[DOCUMENT EXTRACT]:

GitHub today launched a platform for managing artificial intelligence (AI) agent workflows across the entire software development lifecycle (SDLC).
Announced at the GitHub Universe 2025 conference, Agent HQ makes it possible to unify the management of AI agents developed by not just GitHub but also third-party providers, including Anthropic, OpenAI, Google, Cognition and xAI. As part of that effort, GitHub is also making it possible for DevOps teams to build and manage AI agents via Agent HQ that provides access to a mission control tool through which they can centrally manage AI agents and track metrics.
GitHub COO Kyle Daigle told conference attendees Agent HQ will make it simpler to employ AI agents that are capable of not just executing tasks but also reasoning about how best to organize and implement them. The goal is to make it possible to organize a fleet of AI agents in a way that reduces the overall amount of cognitive overhead that developers would otherwise encounter, he added.
For example, a plan mode in GitHub Copilot can now be used to build a step-by-step approach for building an application while at the same time being able to more granularly enforce controls, noted Daigle. Additionally, there is also now an AI agent to review code residing in a GitHub repository. Each repository can now have a tailored set of code reviews that can also be integrated with Code QL, an open-source semantic code analysis engine developed by GitHub.

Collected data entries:

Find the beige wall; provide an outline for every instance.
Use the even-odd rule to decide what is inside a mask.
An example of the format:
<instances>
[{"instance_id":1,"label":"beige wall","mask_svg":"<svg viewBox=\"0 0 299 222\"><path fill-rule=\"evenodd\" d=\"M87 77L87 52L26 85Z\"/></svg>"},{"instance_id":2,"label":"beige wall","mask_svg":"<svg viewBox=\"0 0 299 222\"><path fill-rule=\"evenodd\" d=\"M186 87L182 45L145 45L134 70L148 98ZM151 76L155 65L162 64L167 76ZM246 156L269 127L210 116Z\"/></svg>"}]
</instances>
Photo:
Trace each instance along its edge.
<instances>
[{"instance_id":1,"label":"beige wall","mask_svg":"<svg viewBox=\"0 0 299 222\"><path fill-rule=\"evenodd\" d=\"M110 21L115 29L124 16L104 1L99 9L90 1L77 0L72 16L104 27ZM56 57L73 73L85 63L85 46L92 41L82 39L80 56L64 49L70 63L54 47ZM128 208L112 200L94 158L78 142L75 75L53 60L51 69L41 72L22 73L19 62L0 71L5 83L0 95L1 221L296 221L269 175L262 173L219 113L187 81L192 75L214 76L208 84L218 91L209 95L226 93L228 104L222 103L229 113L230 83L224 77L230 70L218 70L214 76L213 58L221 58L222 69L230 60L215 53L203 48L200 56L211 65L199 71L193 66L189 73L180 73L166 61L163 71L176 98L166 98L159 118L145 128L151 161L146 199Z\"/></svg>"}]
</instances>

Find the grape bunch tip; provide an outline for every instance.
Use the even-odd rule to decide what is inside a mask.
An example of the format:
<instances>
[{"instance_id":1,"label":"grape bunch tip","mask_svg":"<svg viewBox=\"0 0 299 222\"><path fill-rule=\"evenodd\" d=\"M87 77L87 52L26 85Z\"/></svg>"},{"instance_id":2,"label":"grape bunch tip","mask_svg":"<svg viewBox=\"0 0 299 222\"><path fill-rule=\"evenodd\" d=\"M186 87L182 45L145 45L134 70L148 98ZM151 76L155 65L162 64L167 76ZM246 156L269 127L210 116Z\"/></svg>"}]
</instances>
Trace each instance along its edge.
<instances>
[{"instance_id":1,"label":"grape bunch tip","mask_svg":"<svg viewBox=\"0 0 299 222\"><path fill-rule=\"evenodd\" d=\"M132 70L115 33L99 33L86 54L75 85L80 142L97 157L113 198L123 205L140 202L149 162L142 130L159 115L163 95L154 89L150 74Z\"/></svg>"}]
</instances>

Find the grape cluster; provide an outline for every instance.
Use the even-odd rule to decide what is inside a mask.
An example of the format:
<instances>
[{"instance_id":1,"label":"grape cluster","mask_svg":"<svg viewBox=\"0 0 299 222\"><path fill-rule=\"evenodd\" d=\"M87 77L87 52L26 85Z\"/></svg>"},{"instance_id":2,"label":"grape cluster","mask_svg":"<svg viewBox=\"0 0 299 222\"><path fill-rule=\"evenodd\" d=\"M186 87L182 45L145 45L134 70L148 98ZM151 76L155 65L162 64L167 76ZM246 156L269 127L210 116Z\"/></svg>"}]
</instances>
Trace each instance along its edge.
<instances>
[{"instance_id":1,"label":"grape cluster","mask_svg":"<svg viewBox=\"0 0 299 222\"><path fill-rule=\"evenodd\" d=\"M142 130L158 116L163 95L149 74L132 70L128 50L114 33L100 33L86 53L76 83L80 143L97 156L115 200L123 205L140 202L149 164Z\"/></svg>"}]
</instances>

[EXERCISE INSTRUCTIONS]:
• 1. Print the stretch of the Agent HQ article from "Announced at the" through "encounter, he added.".
• 2. Using the Agent HQ article, answer yes or no to each statement and quote the words that decide it: (a) Agent HQ was announced at the GitHub Universe 2025 conference. (b) Code QL is a proprietary engine developed by Anthropic. (c) Kyle Daigle is GitHub's CEO.

[WRITTEN ANSWERS]:
• 1.
Announced at the GitHub Universe 2025 conference, Agent HQ makes it possible to unify the management of AI agents developed by not just GitHub but also third-party providers, including Anthropic, OpenAI, Google, Cognition and xAI. As part of that effort, GitHub is also making it possible for DevOps teams to build and manage AI agents via Agent HQ that provides access to a mission control tool through which they can centrally manage AI agents and track metrics.
GitHub COO Kyle Daigle told conference attendees Agent HQ will make it simpler to employ AI agents that are capable of not just executing tasks but also reasoning about how best to organize and implement them. The goal is to make it possible to organize a fleet of AI agents in a way that reduces the overall amount of cognitive overhead that developers would otherwise encounter, he added.

• 2.
(a) Yes: "Announced at the GitHub Universe 2025 conference, Agent HQ makes it possible to unify the management of AI agents"
(b) No: "Code QL, an open-source semantic code analysis engine developed by GitHub"
(c) No: "GitHub COO Kyle Daigle"